[What this task involves] Without the images, output every record exactly as it appears.
++++
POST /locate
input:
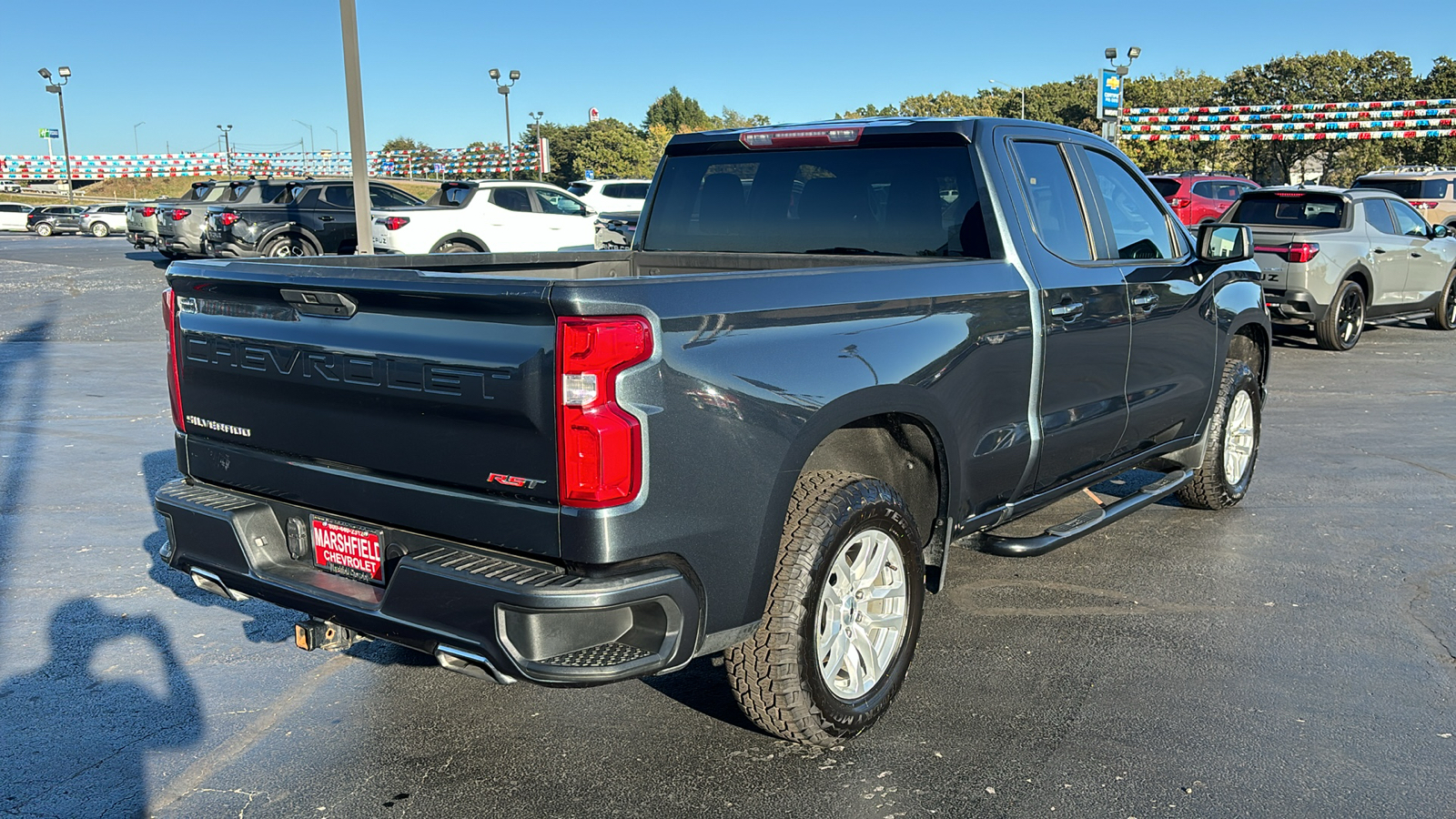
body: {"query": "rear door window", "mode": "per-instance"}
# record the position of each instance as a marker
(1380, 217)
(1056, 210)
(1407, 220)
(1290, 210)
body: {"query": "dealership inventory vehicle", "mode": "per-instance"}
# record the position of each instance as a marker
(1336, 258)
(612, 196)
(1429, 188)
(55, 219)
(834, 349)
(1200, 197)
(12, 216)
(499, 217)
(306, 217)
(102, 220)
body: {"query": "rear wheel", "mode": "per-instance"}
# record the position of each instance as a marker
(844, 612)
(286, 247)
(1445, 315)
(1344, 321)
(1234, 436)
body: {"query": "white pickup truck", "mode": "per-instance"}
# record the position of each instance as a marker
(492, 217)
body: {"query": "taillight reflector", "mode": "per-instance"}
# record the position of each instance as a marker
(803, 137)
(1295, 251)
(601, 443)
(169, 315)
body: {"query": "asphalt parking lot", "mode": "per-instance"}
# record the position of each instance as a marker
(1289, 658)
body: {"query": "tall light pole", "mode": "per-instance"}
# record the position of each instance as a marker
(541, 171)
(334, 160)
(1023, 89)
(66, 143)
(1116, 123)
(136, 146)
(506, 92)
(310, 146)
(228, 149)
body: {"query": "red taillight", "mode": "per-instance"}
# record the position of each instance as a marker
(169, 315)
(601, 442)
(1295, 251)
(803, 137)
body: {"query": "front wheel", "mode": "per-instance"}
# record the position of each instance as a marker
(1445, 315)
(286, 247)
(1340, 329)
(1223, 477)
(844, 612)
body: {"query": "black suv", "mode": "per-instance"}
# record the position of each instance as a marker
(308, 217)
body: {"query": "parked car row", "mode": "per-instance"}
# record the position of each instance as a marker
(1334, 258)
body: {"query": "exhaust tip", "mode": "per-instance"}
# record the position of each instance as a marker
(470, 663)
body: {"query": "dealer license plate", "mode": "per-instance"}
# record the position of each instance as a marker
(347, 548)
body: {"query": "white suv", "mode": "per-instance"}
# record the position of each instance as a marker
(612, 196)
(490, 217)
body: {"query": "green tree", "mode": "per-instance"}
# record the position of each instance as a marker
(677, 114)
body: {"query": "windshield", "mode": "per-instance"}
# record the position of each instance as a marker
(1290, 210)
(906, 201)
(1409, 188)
++++
[Solution for this task]
POST /locate
input:
body: {"query": "rear door window", "mode": "per-instance"}
# record the position of each instance as a marker
(1380, 217)
(1056, 210)
(1407, 220)
(1290, 210)
body: {"query": "dealership inventory vehicle", "mode": "per-instance"}
# record the position of each instance as a marker
(1336, 258)
(612, 196)
(1429, 188)
(55, 219)
(834, 349)
(1200, 197)
(12, 216)
(499, 217)
(306, 217)
(102, 220)
body: {"query": "rear wheel", "mode": "per-instance"}
# record the position of each instance as a marker
(844, 612)
(286, 247)
(1445, 315)
(1344, 321)
(1234, 436)
body: {"query": "white pickup truck", "mode": "per-instance"}
# record the position of each instance as a marker
(492, 217)
body: {"query": "taillight reflector", "mode": "per-instance"}
# record the position of each instance as a marker
(803, 137)
(1295, 251)
(601, 443)
(169, 315)
body: {"query": "asphalt parking lot", "mode": "per-instance"}
# record the position of each instance as a marker
(1289, 658)
body: {"query": "tall light pole", "mode": "per-instance"}
# record the position of each instance as a marker
(541, 171)
(334, 160)
(1023, 89)
(66, 143)
(1116, 123)
(136, 146)
(506, 92)
(310, 146)
(228, 149)
body: {"query": "red taillight", "mode": "per-instance"}
# record the position of each instance as a marker
(169, 315)
(601, 442)
(1295, 251)
(803, 137)
body: {"query": "front wheel", "mode": "per-instance"}
# record the position of each instance as a marker
(1445, 315)
(286, 247)
(1340, 329)
(1223, 477)
(844, 612)
body: {"query": "black suv", "mode": "per-instance"}
# record the position of each instance as a marker
(308, 217)
body: {"query": "parked car row", "mode": "per-instance"}
# record the position of each instance as a marker
(1334, 258)
body: {"query": "exhaust tip", "mode": "per-instance"}
# record the position of each instance as a marker
(470, 663)
body: {"query": "dealer license plate", "mode": "per-instance"}
# record the position of each instance as a marker
(347, 548)
body: {"query": "white suv", "mode": "per-instance"}
# record the position of each instance as a marker
(612, 196)
(490, 217)
body: {"query": "green tree", "mode": "per-instance"}
# record the position of each instance as a marker
(677, 114)
body: {"query": "windshield", "mode": "per-instance"}
# record the position of each instance as a marker
(1290, 210)
(906, 201)
(1409, 188)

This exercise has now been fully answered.